▸ Exercise aim: Among the entries that follow, find every line with the word "below" and list it.

▸ The data:
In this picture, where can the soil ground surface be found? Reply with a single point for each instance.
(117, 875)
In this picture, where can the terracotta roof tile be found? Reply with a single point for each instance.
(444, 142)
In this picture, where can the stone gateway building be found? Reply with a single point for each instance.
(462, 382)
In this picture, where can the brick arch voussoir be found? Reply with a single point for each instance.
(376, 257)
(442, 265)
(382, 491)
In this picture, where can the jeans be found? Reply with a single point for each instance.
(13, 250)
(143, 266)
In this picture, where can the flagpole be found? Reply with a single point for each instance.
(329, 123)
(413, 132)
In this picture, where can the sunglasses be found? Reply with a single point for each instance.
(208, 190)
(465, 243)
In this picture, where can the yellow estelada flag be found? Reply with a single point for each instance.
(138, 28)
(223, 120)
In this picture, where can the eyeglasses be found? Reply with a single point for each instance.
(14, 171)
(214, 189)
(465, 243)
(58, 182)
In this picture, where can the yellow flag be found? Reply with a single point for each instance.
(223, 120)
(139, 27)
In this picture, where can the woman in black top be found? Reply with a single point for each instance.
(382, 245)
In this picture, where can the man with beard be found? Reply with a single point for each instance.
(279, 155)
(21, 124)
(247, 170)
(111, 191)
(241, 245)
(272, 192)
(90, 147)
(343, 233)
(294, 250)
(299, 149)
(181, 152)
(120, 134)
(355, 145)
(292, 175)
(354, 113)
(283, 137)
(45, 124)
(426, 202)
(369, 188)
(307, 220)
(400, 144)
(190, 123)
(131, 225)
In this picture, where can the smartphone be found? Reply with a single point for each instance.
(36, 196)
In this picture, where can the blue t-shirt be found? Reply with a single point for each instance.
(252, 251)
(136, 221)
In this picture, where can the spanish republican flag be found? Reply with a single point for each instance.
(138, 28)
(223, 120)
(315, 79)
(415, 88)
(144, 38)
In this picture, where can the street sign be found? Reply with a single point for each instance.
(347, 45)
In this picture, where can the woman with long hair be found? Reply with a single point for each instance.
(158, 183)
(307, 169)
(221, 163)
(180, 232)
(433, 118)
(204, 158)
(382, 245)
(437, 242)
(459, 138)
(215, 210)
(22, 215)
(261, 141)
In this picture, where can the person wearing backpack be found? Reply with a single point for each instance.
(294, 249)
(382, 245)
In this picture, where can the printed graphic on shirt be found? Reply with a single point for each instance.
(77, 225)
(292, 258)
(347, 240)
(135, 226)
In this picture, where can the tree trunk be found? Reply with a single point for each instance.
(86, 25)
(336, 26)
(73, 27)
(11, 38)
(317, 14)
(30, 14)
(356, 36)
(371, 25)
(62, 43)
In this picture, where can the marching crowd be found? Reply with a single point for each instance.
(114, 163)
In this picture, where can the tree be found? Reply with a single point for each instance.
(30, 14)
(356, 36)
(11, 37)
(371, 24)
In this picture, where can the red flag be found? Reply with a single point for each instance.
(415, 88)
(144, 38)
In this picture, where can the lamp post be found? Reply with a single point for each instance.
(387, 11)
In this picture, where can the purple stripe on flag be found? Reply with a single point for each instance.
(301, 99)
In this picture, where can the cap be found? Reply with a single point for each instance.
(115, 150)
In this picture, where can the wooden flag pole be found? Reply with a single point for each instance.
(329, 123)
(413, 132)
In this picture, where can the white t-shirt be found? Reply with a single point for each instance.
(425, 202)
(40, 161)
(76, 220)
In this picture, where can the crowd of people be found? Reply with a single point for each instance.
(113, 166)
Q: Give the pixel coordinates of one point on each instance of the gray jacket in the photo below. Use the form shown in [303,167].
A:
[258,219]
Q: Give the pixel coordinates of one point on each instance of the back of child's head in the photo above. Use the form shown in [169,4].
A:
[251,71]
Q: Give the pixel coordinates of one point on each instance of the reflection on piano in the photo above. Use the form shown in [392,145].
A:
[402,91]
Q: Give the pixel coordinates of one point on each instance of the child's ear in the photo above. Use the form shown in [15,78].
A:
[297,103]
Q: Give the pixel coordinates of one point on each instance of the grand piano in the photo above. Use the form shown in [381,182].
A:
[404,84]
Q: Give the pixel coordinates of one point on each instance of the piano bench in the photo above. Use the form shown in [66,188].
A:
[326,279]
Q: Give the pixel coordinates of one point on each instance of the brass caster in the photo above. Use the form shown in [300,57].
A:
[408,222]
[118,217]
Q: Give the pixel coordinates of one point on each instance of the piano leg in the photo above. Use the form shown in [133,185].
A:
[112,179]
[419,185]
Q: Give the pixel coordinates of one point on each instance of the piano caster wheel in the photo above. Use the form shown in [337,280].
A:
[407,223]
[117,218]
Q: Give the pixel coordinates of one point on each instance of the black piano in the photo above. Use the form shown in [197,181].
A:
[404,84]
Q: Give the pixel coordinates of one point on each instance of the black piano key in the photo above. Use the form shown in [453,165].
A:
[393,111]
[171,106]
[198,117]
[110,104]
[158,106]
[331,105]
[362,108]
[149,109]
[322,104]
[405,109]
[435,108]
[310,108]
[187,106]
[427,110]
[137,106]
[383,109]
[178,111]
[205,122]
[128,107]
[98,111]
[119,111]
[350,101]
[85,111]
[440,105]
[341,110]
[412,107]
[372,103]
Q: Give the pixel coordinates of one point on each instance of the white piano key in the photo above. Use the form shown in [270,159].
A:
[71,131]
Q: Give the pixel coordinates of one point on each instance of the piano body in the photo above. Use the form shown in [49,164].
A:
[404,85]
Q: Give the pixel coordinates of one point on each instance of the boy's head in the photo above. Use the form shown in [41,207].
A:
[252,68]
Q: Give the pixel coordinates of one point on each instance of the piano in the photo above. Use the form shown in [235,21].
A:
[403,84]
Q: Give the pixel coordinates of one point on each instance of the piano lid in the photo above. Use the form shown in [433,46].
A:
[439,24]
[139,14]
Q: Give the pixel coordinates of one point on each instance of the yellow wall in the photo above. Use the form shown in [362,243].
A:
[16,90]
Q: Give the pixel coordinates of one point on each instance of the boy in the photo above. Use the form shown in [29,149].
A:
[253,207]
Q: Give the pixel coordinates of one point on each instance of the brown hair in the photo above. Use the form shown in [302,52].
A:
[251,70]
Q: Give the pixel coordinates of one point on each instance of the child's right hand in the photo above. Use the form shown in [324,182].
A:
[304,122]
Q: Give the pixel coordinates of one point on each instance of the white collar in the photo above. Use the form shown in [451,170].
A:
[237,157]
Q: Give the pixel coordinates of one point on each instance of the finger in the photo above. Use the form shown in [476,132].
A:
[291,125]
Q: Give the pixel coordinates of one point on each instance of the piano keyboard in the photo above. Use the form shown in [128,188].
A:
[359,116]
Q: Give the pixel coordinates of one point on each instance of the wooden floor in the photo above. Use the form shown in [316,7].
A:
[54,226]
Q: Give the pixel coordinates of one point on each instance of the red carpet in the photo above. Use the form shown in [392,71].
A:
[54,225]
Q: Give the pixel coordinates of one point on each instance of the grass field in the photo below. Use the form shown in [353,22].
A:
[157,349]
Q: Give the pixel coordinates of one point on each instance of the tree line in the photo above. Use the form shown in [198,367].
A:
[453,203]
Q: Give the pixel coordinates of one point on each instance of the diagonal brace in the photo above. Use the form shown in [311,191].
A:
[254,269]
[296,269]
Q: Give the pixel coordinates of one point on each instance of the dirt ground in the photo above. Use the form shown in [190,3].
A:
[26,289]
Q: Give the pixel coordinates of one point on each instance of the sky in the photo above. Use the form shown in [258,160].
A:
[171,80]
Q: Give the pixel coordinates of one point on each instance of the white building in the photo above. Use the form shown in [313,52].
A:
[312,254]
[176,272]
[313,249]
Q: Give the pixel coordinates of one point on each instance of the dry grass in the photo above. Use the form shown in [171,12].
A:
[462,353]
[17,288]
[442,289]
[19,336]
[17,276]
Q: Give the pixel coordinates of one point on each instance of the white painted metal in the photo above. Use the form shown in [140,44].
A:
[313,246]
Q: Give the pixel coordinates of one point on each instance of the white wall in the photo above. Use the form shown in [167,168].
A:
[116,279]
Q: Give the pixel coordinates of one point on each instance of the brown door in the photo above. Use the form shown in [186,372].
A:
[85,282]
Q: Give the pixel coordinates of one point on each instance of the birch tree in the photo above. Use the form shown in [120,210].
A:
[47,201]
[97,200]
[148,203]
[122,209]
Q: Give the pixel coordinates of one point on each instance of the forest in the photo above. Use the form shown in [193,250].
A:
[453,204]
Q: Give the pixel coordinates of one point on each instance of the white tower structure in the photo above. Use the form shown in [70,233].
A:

▸ The completed task:
Q: Give the pixel coordinates of one point on each instance of the gray jacket in the photo below. Use the form shown in [303,167].
Q: Give the pixel coordinates of one point on each instance of the grass field in the photo below. Use the form shown in [353,22].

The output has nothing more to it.